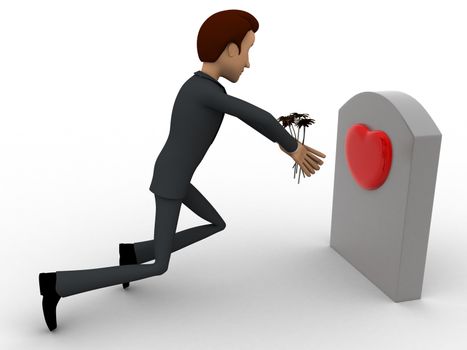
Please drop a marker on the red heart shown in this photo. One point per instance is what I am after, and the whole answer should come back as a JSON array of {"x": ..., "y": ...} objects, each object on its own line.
[{"x": 369, "y": 155}]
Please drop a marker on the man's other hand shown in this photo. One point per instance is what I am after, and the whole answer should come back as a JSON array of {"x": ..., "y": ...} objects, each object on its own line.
[{"x": 307, "y": 158}]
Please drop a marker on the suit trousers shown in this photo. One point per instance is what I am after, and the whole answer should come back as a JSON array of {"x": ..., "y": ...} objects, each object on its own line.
[{"x": 165, "y": 241}]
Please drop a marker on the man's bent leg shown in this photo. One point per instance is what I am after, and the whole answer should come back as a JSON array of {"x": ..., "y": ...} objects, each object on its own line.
[
  {"x": 78, "y": 281},
  {"x": 197, "y": 203}
]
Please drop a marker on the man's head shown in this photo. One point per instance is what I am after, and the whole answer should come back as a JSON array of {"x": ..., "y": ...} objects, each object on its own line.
[{"x": 224, "y": 41}]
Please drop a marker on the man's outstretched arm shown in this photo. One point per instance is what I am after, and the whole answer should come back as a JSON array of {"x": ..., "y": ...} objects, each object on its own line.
[{"x": 263, "y": 122}]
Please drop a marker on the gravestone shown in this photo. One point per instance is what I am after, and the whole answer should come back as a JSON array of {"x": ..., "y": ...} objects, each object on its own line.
[{"x": 386, "y": 164}]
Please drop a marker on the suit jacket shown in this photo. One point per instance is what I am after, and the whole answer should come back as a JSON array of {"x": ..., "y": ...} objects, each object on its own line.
[{"x": 197, "y": 115}]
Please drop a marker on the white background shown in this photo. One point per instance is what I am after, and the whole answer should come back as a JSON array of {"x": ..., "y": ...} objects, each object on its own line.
[{"x": 86, "y": 92}]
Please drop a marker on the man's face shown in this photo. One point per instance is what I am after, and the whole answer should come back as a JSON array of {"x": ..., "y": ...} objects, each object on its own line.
[{"x": 235, "y": 62}]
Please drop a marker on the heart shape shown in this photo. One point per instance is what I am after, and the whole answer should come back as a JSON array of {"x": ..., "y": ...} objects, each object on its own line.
[{"x": 369, "y": 155}]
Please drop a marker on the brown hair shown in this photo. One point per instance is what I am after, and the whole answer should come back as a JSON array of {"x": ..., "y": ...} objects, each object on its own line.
[{"x": 222, "y": 28}]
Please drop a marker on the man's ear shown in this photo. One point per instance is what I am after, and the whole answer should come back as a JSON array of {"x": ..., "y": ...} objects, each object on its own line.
[{"x": 232, "y": 50}]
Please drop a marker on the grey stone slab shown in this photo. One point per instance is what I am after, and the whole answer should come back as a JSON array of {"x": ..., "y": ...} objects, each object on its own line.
[{"x": 384, "y": 232}]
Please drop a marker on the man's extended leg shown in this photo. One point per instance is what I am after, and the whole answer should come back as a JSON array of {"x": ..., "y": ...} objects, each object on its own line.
[
  {"x": 78, "y": 281},
  {"x": 198, "y": 204}
]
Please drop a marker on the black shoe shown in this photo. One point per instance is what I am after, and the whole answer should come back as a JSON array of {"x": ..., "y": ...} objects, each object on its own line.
[
  {"x": 127, "y": 257},
  {"x": 47, "y": 282}
]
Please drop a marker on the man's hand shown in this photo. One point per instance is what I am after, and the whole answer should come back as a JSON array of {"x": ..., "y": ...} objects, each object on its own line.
[{"x": 307, "y": 158}]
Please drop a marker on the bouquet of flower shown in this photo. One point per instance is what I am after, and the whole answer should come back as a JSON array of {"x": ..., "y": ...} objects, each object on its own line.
[{"x": 295, "y": 122}]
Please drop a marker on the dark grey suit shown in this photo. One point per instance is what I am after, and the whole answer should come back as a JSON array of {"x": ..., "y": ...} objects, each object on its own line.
[{"x": 196, "y": 118}]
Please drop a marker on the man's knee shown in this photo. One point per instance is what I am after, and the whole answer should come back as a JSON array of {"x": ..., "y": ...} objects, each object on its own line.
[{"x": 221, "y": 224}]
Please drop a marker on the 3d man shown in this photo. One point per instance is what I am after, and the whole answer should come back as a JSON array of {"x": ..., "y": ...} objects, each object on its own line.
[{"x": 224, "y": 41}]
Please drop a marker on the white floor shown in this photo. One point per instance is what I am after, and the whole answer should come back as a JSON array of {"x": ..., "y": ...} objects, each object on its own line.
[{"x": 269, "y": 284}]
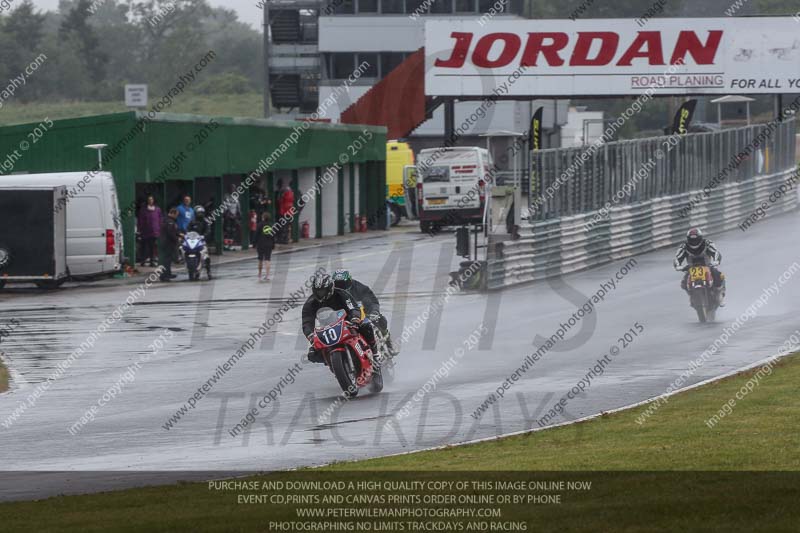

Work order: If an entry contains an image, print the rest of that entry exactly and leave the image out.

Task response:
Please drop a marker on the red heart shown in this photo. One point per instance is what I am after, and the whole answer should come back as a JSON array of {"x": ..., "y": ...} objects, each object on its own line.
[{"x": 369, "y": 155}]
Please drop a marker on the man's other hand shown in this photo. One point per instance is what I am after, and the whole answer should come back as a JSON array of {"x": ..., "y": ...} objects, each object on its own line.
[{"x": 307, "y": 158}]
Please drop a marker on the suit trousers shown in this photo. One point per instance is what I am after, and the whole answer should come back as a JSON array of {"x": ..., "y": ...} objects, each object on its own line.
[{"x": 165, "y": 241}]
Please drop a marker on the man's bent leg shown in this photo. One point per instance is what I am after, and the whole answer should come back as a JSON array of {"x": ..., "y": ...} objects, each object on its own line.
[
  {"x": 78, "y": 281},
  {"x": 197, "y": 203}
]
Please drop a marker on the man's head shown in this photo. One point per instance is what I am after, and the whole answer should come back as a JSON array of {"x": ..., "y": ...} objects, each object on its own line.
[{"x": 224, "y": 41}]
Please drop a marker on the man's outstretched arm shown in this photo. One point per instance is what I am after, and the whole answer should come back as a JSON array of {"x": ..., "y": ...} objects, each object on its own line.
[{"x": 263, "y": 122}]
Please drop a marker on the gravestone shown in this photo. One point per instance is what I am after, and the whole answer should come back as a JSON array of {"x": ..., "y": ...} objects, each object on its own line.
[{"x": 386, "y": 164}]
Please drop a marker on the suit jacket shown in this photo. One point per instance is what I am after, and the whole answer should come back as a JSON array of {"x": ..., "y": ...} objects, each object on its own line.
[{"x": 197, "y": 115}]
Please drop a marker on the white background shown in this photo. One point per instance is what I am after, and the whole answer should come back as a JSON array of {"x": ..., "y": ...} objects, each object on its own line.
[{"x": 86, "y": 92}]
Please drop a marker on the man's face shown in this photo. One point per instance is what I am after, and the whole answer should come back as a JSON array of {"x": ..., "y": ...} objects, each object on its own line.
[{"x": 235, "y": 62}]
Please drop a marker on the heart shape shown in this photo. One point per instance is what I am after, and the whole answer should come back as a JSON array of {"x": ..., "y": ...} objects, each object on its own line.
[{"x": 369, "y": 155}]
Please drop a marker on the brown hair shown in this photo. One point per instance is what I am after, and the whole answer should come back as a JSON array of {"x": ..., "y": ...} objects, each object on its own line.
[{"x": 222, "y": 28}]
Please drop a marker on the man's ear shown in this photo. One point per instance is what I am after, and the whole answer should come back as a JSON array of {"x": ..., "y": ...} objects, each object on its own line.
[{"x": 232, "y": 50}]
Please drop a marker on the grey stone slab shown in this photo. One point per instance is what I am after, and the whole answer should come back as a JSON array of {"x": ..., "y": ...} objects, each object on its own line.
[{"x": 384, "y": 232}]
Please drop a marker on the man's extended leg shown in this photo. One point per instance is what I am after, and the whole answer should come back as a JSON array of {"x": ..., "y": ...} objects, each object on its own line.
[
  {"x": 78, "y": 281},
  {"x": 198, "y": 204}
]
Please drop a marker on the black shoe shown in this photo. One point per instance is what I am after, and the whole answer should come back as a JSON array of {"x": ..., "y": ...} objects, each object on its own line.
[
  {"x": 127, "y": 257},
  {"x": 47, "y": 282}
]
Please drop a marker on the man's hand shown in this photo. One point per instance is what I am after, and the whole answer should come back as a JSON array of {"x": ..., "y": ...} objects, each object on its own line.
[{"x": 307, "y": 158}]
Please drop a marker on the bouquet of flower shown in this photo. One point per instance is what I am after, and the whole answer should come back as a JSON array of {"x": ..., "y": ...} objects, each object on its own line.
[{"x": 295, "y": 122}]
Please drop a marker on the dark grey suit shown in this photo. One point per instance is what I am after, and the whole answer should come back as a JSON array of {"x": ..., "y": ...} objects, each object on its own line.
[{"x": 196, "y": 118}]
Please drop a marker on the man's knee shown in this photo. One point per instance is what I am after, and the whole answer should come back as a JSON array of {"x": ..., "y": ...} objects, each object on its own line.
[{"x": 221, "y": 224}]
Please drop a marker on the 3d man shown in this photo. One point per instance is what I am after, and the whole answer should come back as a JSON array of {"x": ..., "y": ...} objects, each object on its own line.
[{"x": 224, "y": 41}]
Please drop a marker on the white floor shown in this photo. One point per instance is what I am after, and the whole answer should come back as a JSON array of {"x": ..., "y": ...} objects, each object on its own line.
[{"x": 269, "y": 284}]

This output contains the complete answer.